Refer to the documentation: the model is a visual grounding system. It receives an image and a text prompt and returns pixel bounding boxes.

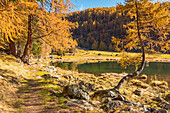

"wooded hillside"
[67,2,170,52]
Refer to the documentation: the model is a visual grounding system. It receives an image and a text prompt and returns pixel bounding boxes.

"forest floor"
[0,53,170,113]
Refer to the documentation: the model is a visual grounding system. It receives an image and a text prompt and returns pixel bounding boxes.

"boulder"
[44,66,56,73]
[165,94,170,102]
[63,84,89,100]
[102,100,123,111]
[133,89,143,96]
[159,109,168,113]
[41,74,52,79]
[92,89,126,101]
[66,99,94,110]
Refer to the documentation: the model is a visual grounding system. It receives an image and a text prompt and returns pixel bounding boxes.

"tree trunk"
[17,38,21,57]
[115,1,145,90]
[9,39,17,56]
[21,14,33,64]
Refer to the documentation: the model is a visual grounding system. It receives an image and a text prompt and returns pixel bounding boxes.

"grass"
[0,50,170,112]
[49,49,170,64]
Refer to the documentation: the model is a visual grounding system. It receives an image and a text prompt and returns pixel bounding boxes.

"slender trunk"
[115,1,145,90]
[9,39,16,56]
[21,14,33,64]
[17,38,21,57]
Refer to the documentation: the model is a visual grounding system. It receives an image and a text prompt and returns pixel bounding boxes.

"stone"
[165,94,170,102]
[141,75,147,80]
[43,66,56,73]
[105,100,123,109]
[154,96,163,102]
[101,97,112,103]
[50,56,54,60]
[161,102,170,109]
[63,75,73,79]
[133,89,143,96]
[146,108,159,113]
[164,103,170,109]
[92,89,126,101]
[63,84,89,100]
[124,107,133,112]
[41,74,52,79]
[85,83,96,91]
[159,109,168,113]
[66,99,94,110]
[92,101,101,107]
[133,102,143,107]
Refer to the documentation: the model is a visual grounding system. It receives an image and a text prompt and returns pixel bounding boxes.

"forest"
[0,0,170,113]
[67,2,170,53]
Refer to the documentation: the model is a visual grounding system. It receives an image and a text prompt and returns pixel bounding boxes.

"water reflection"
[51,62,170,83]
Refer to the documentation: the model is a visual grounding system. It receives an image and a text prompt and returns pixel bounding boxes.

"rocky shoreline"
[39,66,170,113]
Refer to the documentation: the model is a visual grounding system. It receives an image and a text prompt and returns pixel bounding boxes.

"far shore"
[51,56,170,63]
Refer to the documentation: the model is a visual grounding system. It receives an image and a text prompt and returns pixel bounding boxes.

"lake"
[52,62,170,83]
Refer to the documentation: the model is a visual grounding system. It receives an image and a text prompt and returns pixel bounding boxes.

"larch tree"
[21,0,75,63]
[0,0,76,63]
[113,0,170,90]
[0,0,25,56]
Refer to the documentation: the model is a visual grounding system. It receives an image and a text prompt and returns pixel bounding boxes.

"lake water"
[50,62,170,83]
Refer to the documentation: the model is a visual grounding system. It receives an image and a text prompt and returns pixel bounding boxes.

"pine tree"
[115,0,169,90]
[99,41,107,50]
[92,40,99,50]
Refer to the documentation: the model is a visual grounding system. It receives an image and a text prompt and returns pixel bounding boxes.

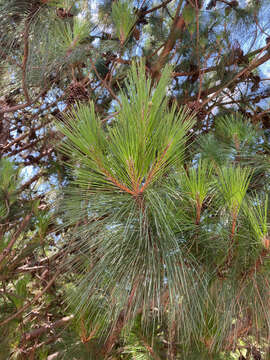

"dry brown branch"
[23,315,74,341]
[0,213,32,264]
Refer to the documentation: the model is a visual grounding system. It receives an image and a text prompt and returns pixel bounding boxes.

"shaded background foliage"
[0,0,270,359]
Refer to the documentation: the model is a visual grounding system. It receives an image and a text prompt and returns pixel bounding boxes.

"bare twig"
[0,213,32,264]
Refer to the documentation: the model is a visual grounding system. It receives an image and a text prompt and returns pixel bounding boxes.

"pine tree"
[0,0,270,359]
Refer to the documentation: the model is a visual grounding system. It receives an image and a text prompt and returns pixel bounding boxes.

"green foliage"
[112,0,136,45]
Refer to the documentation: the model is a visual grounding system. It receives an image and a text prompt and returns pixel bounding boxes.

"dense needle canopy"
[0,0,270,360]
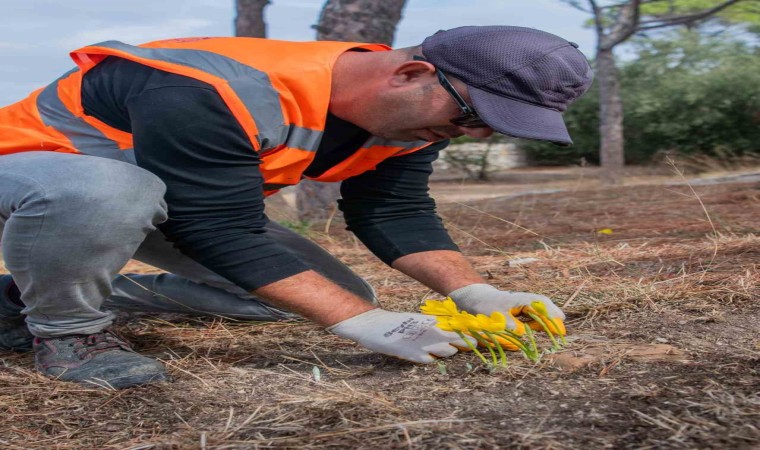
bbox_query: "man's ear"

++++

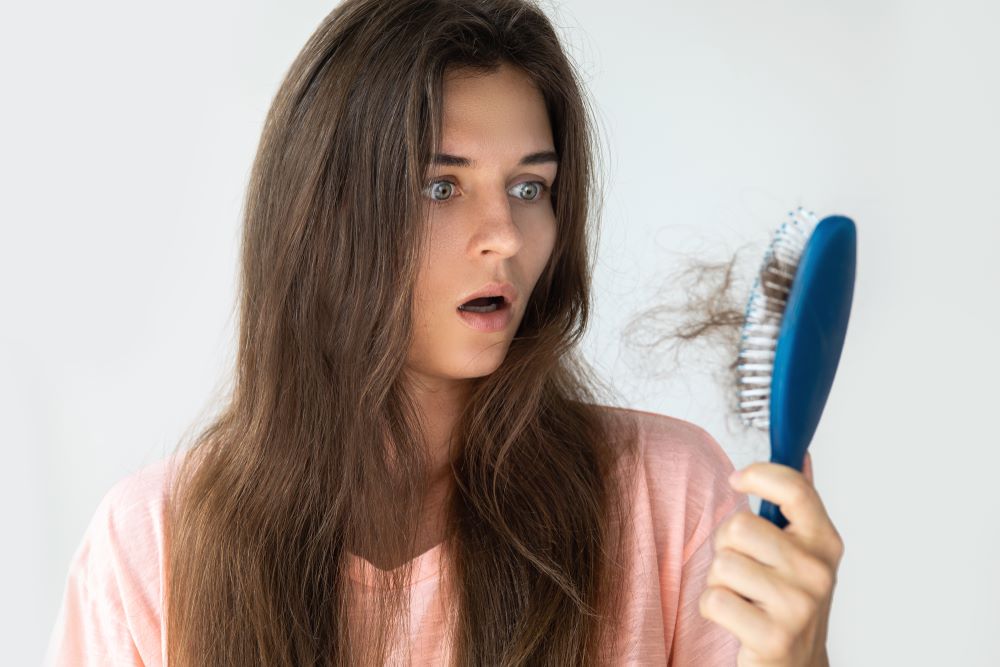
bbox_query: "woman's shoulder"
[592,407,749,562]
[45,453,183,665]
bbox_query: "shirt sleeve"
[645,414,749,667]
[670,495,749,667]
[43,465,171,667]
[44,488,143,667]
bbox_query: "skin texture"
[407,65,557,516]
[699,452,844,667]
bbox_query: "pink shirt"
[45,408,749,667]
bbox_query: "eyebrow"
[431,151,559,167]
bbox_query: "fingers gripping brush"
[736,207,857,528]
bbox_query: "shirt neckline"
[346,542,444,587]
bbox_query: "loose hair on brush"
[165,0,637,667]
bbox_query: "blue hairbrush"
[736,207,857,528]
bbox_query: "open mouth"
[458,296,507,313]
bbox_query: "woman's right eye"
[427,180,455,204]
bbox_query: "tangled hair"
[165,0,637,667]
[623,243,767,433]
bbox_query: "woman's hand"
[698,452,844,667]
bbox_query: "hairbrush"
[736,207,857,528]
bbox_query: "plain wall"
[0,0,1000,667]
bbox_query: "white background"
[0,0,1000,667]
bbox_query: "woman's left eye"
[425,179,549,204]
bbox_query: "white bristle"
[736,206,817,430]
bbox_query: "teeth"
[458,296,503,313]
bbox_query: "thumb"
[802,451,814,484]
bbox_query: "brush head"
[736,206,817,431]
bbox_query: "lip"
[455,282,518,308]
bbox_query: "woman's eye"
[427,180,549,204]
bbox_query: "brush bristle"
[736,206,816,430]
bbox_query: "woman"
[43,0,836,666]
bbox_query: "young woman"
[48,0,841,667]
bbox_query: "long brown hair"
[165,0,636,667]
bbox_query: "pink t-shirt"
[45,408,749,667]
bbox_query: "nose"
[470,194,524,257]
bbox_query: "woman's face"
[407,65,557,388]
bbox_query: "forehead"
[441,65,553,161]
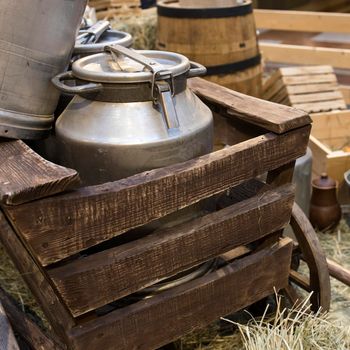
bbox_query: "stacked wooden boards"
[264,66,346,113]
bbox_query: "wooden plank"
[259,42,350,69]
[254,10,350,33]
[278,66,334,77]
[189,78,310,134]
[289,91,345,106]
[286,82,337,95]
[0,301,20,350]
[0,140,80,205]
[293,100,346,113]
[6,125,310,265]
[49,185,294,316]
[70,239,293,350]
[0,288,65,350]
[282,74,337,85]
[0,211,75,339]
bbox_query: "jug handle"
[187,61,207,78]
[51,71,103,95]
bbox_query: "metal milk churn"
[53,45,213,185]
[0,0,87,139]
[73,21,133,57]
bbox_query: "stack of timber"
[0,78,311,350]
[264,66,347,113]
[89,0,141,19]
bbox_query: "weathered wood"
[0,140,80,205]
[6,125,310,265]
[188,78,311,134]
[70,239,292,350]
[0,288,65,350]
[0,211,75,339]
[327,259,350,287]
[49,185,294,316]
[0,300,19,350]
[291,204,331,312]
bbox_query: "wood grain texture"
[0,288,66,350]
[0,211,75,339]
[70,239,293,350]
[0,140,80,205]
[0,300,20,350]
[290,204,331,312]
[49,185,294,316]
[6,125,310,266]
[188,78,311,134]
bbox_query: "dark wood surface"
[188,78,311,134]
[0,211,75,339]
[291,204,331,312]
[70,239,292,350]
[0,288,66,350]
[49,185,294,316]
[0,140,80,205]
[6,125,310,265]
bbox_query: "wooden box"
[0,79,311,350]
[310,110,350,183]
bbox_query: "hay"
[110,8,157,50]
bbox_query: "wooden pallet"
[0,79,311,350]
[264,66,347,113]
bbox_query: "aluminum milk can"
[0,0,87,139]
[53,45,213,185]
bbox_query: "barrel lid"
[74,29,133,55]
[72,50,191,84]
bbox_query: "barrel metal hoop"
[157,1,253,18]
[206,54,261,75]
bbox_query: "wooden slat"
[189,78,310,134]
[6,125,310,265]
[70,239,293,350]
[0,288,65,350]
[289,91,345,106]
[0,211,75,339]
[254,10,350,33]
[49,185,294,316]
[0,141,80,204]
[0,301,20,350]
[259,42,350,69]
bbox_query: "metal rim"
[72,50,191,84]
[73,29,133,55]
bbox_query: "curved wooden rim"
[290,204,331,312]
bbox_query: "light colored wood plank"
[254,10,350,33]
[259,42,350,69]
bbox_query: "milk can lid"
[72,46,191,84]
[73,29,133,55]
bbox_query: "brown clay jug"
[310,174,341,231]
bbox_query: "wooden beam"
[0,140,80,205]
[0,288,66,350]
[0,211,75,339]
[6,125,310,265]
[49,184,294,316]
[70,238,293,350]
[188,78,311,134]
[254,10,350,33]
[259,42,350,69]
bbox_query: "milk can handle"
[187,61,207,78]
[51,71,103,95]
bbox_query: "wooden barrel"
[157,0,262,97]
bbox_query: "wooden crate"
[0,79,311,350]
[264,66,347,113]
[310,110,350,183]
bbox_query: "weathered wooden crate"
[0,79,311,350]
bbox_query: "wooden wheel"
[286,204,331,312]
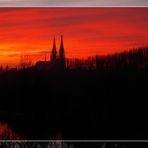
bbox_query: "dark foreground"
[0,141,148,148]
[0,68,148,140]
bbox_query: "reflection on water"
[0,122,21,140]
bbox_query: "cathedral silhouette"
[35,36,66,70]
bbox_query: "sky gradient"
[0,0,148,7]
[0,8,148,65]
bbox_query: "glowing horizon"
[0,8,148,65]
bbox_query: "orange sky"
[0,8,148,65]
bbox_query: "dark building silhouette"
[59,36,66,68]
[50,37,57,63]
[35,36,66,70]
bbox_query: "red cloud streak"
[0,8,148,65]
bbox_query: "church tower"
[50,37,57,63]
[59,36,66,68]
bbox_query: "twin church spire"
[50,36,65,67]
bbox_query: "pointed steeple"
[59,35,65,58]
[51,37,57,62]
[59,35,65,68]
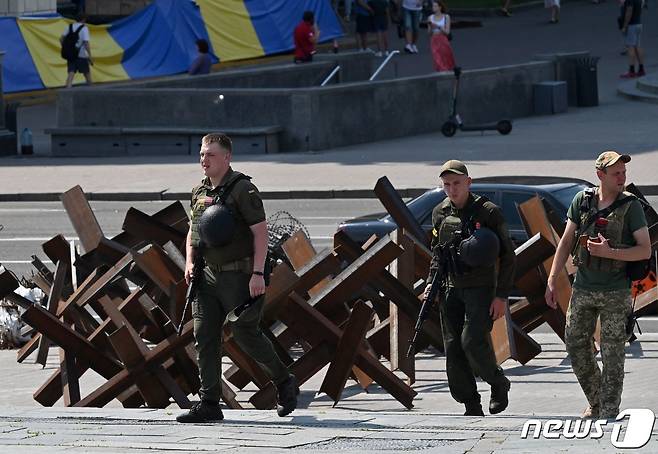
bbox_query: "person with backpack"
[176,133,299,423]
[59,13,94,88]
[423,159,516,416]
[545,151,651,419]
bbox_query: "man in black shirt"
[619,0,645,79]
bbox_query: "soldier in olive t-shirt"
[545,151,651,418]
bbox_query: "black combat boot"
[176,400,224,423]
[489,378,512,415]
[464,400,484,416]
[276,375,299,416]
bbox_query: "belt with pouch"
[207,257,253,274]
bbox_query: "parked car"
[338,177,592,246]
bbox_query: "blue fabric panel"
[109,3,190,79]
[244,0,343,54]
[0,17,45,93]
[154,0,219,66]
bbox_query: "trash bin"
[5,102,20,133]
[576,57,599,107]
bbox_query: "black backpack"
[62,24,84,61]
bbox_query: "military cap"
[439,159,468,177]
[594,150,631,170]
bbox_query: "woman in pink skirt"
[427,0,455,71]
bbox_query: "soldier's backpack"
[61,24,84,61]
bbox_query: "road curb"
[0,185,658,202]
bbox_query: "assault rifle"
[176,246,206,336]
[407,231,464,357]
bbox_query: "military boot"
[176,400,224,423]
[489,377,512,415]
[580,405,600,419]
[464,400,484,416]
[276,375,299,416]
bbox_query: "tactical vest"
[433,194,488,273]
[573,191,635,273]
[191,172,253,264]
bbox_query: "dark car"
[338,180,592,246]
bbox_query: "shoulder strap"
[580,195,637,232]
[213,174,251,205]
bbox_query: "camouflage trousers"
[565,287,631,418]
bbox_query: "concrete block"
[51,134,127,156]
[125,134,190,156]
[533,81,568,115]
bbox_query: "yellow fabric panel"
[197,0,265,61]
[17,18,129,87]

++++

### Instructions to follow
Please tally the lines of the records above that contain the string "plank", treating uppercase and lowercase as different, and give only the number.

### Exercise output
2